··· SUPPLIED DATA ···

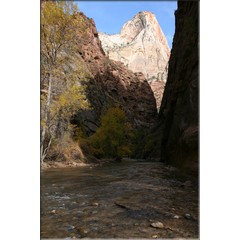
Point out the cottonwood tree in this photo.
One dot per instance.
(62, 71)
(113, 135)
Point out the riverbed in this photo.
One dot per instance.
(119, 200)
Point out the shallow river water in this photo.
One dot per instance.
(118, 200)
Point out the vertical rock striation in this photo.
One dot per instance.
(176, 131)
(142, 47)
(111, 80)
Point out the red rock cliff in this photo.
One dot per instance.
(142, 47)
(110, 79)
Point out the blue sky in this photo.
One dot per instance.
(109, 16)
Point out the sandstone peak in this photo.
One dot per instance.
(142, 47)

···
··· SUPPLIED DATA ···

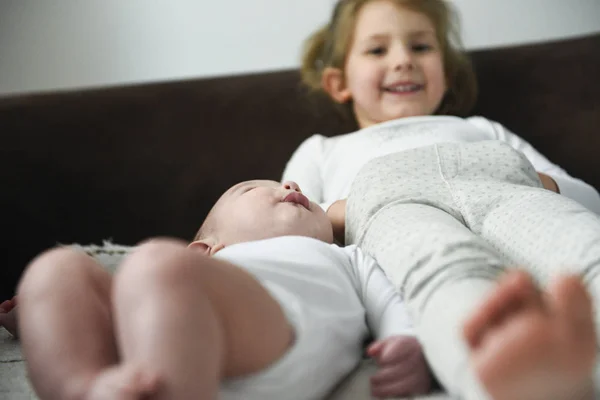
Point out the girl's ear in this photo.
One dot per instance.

···

WHAT IS REQUIRED -
Count the lines above that contain the word "this", with case counting, and give only the number.

RESULT BELOW -
8